> Document section
— Begin —

Challenged as refusal to deal.
SC: Exclusive dealership promoted competition as it led to specialisation and improvement in after sales
service
US: Abuse of dominance is tested seriously with the first consideration of relevant market (Brown Shoe
Co, Du Pont, etc.)
Israel: >50%
Section 4
- Deals with the abuse of dominance by an enterprise. It prohibits the use of market controlling
positions to prevent individual enterprise from driving out competition from market as well as
dictating prices
- When an enterprise:
i. imposes unfair or discriminatory condition in purchase or sale of goods or services or predatory price
ii. limits or restricts production of goods or services in the market or technical and scientific
development
iii. indulges in practices resulting in denial of market access
iv. makes conclusion of contracts subject to acceptance by other parties of supplementary obligations
which, by their nature or according to commercial usage have no connection with the subject of
such contracts
v. uses its dominant position in one relevant market to enter into another;
Amounts to abuse of dominant position (ADP)
- Dominance: The Act defines dominance in terms of position of strength in market enjoyed by an
enterprise, which enables it to:
i. operate independently of the competitive forces prevailing in the RM
ii. affect the competition on consumers in RM in its favour
- Dominance is not considered bad per se, but its abuse is. It occurs when an enterprise uses its
dominant position in RM in an exploitative and exclusionary manner
- Categories of exclusionary abuses:
i. refusal to deal
ii. creating entry barriers
iii. predatory pricing
iv. raising competition costs
v. cross-subsidisation
vi. structural abuses
S.4(2)- Abuse
-Specifies the following practices as abuse:
i. imposing unfair or discriminatory condition in purchase or sale of goods
ii. predatory pricing
iii. limiting or restricting production of goods and technical and scientific development
iv. denying market access
v. making conclusion of contracts
vi. using dominance in one RM to enter into other market
#Belaire Owner’s Assoc. v. DLF Ltd. [Case 19 of 2010] (Unfair and abusive)

— End —

> Extracted material
— Begin —

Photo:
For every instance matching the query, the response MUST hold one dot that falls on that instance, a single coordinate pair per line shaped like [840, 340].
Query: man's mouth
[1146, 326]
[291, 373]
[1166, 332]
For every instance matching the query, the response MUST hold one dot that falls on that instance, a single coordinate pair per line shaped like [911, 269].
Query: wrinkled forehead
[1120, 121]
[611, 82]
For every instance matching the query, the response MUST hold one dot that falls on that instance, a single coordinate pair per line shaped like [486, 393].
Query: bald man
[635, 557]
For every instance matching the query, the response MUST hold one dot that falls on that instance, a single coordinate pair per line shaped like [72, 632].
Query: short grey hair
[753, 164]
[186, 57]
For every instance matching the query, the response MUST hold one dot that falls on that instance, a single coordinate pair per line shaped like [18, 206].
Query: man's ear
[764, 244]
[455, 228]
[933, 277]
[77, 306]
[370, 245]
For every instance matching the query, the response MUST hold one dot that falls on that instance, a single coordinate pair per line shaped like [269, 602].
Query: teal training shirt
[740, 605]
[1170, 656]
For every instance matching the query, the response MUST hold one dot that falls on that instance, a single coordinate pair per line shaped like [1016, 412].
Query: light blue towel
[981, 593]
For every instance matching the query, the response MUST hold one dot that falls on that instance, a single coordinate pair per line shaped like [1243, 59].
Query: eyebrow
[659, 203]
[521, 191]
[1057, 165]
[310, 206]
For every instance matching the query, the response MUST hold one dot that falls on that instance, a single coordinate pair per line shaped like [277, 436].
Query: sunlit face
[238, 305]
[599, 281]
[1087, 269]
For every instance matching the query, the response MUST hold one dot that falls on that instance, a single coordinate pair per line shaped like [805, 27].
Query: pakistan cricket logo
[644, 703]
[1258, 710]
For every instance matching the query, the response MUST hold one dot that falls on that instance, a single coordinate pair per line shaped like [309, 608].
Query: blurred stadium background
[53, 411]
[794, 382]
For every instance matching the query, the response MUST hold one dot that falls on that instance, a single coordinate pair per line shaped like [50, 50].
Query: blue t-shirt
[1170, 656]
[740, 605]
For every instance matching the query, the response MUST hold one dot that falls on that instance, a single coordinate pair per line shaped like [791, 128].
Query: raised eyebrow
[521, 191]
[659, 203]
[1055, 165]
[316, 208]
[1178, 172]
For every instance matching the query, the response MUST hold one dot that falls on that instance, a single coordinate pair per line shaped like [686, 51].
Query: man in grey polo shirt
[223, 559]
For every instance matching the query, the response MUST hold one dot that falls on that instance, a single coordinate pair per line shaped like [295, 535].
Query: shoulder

— End —

> To be done
**A.** In the notes on abuse of dominance, when does abuse of a dominant position occur?
**B.** Using the notes on abuse of dominance, explain why the SC considered exclusive dealership to promote competition.
**C.** Carry on the notes on abuse of dominance from the point at which they stop.

> Task responses
**A.** It occurs when an enterprise uses its dominant position in the relevant market in an exploitative and exclusionary manner.

**B.** The SC held that exclusive dealership promoted competition because it led to specialization and to improvement in after-sales service.

**C.**
BOA contented that DLF was abusing dominant position in their buyer’s agreement. Their buyer’s
agreement had the following stipulations:
• unilateral charges may be made by the builder w/o consent of buyers
• increased to 29 floors instead of proposed 19 without any consultation
• builder can increase carpet area unilaterally and charge for it
• buyer did not have proper exit option (no refund until 3rd party agrees to buy the flat)
• if party delays in payment there was a heavy penalty but if DLF delayed no action was permissible
CCI: Conditions were violative of S.4(2)(a)(i), i.e. unfair and discriminatory. A penalty of ₹630 Crore was
imposed by CCI
Predatory Pricing
- sale of goods or services at a price which is below the cost, as may be determined by regulation of
production of goods or services with a view to reduce competition or eliminate the competitors
(Explanation B of S.4)
- Exclusionary behaviour and can be indulged only by dominant party
- Major elements:
i. establishment of dominant position in RM
ii. pricing below cost
iii. intention to reduce or eliminate competition (a.k.a. predatory intent test)
iv. able to recoup the losses after the exclusion of the competitor or foreclosing the cooperation.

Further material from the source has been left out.